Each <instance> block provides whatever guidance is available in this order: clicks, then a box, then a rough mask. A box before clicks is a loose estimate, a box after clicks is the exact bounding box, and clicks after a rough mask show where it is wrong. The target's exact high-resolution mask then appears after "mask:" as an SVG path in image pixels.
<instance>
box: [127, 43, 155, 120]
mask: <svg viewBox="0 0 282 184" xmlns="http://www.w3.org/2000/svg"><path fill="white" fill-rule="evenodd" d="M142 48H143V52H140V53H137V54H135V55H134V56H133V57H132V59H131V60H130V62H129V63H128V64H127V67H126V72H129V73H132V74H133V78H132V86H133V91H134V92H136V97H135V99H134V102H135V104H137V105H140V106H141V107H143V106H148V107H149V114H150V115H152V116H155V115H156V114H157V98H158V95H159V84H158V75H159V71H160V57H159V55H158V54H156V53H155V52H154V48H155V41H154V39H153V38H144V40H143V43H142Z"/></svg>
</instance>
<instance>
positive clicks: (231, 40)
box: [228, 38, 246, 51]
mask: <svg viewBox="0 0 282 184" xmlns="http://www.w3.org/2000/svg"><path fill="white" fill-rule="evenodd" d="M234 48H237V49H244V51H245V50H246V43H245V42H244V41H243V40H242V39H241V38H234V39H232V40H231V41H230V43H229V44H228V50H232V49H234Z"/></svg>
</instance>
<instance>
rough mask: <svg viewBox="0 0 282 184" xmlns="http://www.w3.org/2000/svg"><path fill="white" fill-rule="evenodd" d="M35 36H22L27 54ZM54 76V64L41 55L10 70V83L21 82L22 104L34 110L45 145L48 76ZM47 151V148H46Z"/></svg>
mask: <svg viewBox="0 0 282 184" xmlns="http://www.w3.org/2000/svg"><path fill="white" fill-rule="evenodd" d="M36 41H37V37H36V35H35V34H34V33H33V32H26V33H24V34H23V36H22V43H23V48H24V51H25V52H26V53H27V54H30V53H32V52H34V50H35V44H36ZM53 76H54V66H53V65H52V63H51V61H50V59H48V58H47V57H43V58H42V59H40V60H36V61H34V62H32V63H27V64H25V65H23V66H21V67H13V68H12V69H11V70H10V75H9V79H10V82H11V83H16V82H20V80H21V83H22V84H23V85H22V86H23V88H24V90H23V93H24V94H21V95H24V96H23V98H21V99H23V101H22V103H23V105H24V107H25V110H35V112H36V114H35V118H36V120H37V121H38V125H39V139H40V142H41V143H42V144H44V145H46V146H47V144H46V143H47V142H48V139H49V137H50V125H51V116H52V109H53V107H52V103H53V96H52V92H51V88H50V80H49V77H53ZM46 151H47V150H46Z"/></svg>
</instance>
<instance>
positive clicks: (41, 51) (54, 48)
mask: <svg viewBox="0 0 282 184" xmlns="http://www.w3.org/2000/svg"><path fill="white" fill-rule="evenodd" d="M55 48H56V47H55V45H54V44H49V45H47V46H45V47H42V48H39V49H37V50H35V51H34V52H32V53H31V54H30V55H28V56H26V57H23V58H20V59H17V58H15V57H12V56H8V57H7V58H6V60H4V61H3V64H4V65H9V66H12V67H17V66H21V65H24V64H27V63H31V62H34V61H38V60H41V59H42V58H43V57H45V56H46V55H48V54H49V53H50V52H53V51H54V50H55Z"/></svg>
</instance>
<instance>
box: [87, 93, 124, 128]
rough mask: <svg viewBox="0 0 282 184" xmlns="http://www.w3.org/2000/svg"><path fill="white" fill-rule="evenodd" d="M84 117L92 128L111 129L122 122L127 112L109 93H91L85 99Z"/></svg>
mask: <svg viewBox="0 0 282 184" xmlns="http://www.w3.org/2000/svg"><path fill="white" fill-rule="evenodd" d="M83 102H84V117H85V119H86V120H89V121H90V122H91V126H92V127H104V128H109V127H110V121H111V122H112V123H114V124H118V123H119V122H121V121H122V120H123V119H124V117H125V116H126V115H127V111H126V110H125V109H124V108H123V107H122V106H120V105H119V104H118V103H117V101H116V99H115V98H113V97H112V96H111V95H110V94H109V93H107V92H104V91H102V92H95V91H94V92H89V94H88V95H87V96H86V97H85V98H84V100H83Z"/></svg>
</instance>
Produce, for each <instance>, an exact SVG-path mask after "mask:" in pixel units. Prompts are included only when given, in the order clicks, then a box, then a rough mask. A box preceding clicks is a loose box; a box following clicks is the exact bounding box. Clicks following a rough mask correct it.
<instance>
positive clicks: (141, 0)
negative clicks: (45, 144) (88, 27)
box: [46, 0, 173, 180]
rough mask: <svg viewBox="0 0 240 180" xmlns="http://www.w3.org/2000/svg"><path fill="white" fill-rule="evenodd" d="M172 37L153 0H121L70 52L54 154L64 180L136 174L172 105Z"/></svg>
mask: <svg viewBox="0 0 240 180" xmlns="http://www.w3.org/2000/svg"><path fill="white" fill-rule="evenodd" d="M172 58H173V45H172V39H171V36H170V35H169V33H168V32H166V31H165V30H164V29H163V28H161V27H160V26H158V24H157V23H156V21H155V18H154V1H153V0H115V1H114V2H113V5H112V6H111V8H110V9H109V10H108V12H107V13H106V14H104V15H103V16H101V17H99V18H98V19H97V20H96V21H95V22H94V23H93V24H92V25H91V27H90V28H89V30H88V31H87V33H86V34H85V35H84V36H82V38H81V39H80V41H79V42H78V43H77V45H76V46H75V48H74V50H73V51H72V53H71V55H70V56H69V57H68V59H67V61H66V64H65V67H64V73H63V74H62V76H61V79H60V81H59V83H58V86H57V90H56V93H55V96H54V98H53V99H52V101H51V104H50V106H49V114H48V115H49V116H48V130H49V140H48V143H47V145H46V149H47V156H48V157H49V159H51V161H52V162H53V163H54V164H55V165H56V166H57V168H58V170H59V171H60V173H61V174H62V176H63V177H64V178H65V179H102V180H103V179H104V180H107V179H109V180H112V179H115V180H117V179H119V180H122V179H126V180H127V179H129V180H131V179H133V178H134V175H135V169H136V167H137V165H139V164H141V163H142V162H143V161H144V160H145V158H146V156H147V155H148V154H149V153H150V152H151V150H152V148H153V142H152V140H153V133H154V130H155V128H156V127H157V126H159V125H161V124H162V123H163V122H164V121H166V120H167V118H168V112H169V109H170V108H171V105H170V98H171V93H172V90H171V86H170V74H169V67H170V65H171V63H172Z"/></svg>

•••

Copy every line from the rows above that contains the string "positive".

positive clicks: (231, 40)
positive clicks: (41, 51) (54, 48)
positive clicks: (141, 0)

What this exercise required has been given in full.